EXERCISES:
**a.** List every Optimism Index value given in the CFO survey report, noting what each value measures.
**b.** Write out the CFO survey report word for word, starting with "Amidst this challenging" and going on through "is now higher.".
**c.** Write what comes next in the CFO survey report, picking up after its final sentence.

PASSAGE:
● ● ● ●

CFO Survey

CFOs See Sweeping Business Cuts to Continue Into 2009

  • Nearly 40% of Respondents Expect Further Layoffs in the New Year

  • More Than 1/3 Have Plans to Reduce Bonuses Firm-wide

FLORHAM PARK, N.J. and NEW YORK — As CFOs of American companies reflect on the past year and look toward 2009, they reveal their confidence in the nation’s economy and their own businesses is alarmingly low, and also acknowledge the increased responsibility and pressures associated with their role as CFO. As a result, significant cutbacks have been, and will continue to be, necessary across the board, according to the most recent survey of CFOs conducted by Financial Executives International (FEI) and Baruch College's Zicklin School of Business.

In the 2008 fourth quarter "CFO Outlook Survey," the CFO Optimism Index for the U.S. economy sunk to a low of 39.85 – a 46% drop from what it was in 2004 (73.55). Similarly, CFOs’ outlook toward their own companies continues its steady decline with the Optimism Index for CFOs’ own companies dropping more than 3.5 points to 58.07, an all-time low for the survey.

"Over the past few years, we have observed a steady decline in CFO optimism, and with new all-time lows this quarter, it has become clear that things are getting worse before they get better," said John Elliott, Dean of the Zicklin School of Business at Baruch College. "These findings are reflective of the broader sentiment we are seeing - from dismal unemployment numbers to a rise in corporate restructurings - and demonstrate the magnitude of uncertainly clouding the financial community as we head into 2009."

Amidst this challenging environment, CFOs overwhelmingly perceive an increase in the breadth of responsibility and pressure placed on them as CFO by both their employees and shareholders. When asked to compare with this time last year, 88 percent state it is now higher.

● ● ● ●

MATERIAL SUPPLIED:

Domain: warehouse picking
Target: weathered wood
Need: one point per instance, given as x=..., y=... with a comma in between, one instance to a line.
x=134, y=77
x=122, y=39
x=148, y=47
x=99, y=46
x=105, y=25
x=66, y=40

● ● ● ●

ANSWERS TO THE PROBLEMS:
**a.**
- 39.85: the CFO Optimism Index for the U.S. economy in the 2008 fourth quarter
- 73.55: the CFO Optimism Index for the U.S. economy in 2004
- 58.07: the Optimism Index for CFOs' own companies, an all-time low for the survey

**b.**
Amidst this challenging environment, CFOs overwhelmingly perceive an increase in the breadth of responsibility and pressure placed on them as CFO by both their employees and shareholders. When asked to compare with this time last year, 88 percent state it is now higher.

**c.**
Cutbacks Now, and What’s Ahead for 2009

CFOs reported that, for cutbacks implemented in 2008, hiring, capital spending, layoffs and marketing/advertising topped the list, with the same areas most frequently identified for cutbacks in 2009. Ninety-two percent of CFOs intend to implement some form of cutbacks in 2009, compared with only 66 percent in Q1 of this year. Nearly 40 percent plan to conduct layoffs in 2009 (versus 24 percent in Q1 of this year), while nearly 80 percent plan a hiring decrease or freeze in the New Year. Moreover, in every single category, cutbacks planned for 2009 increased from already-high 2008 cuts.

A large majority of CFOs (80%) have cut discretionary spending at their companies for the fourth quarter:

• Areas hit hardest by these cuts were: holiday events (cut by an average of 32%); overtime (cut by an average of 22%); and entertainment (cut by an average of 18%).
• While training and education for staff, corporate sponsorships, employee perks and travel were all slated to receive percentage reductions in the double-digits, executive travel was least affected, with an average cut of 11%.

Year-end bonuses were also identified as a major target for companies’ cutbacks:
• More than a third (38%) have specific plans to reduce or eliminate year-end bonuses for employees across the board.
• 44 percent intend to reduce or eliminate year-end bonuses at the C-suite level or above.

Philanthropy did not prove immune to cuts either:
• 50 percent of those CFOs whose companies have historically given declared that their charitable contributions have decreased during 2008.
• 33 percent of that same group reported that their giving strategies have shifted to be more aligned with achieving business goals.

 

EXPECTED CUTBACKS
Q4 2008 (implemented during 2008
Planned for 2009
Hiring 65% 68%
We are not planning any at this time 9% 8%
Layoffs 37% 39%
IT/technology 25% 33%
Benefits 21% 27%
Executive perks 20% 26%
Marketing/advertising 28% 34%
Capital spending 47% 58%
Debt levels and interest costs 19% 25%
Business acquisitions 13% 17%
Research and development 12% 15%
Dividend reductions or eliminations 5% 7%


Biggest Worries and Challenges for 2009?

“Mirroring the results of our Q4 2007 survey, American CFOs have again let it be known that U.S. economic growth and consumer spending are, by far, their top economic concerns for the coming year,” said Cheryl de Mesa Graziano, Vice President, Research and Operations for Financial Executives Research Foundation, the research affiliate of FEI. “There is also a clear and significant anxiety over credit availability. In fact, among those respondents who selected ‘other’ for key economic worries and business challenges, the most frequent write-in response was a variation on credit availability.”

Key findings include:
• Nearly 40% say U.S. economic growth is #1 economic worry for 2009.
• However, in Q4 of this year, 9% fewer CFOs cited U.S. economic growth as their #1 worry than did in Q2 of this year.
• 32% choose consumer spending/demand as top economic worry for 2009.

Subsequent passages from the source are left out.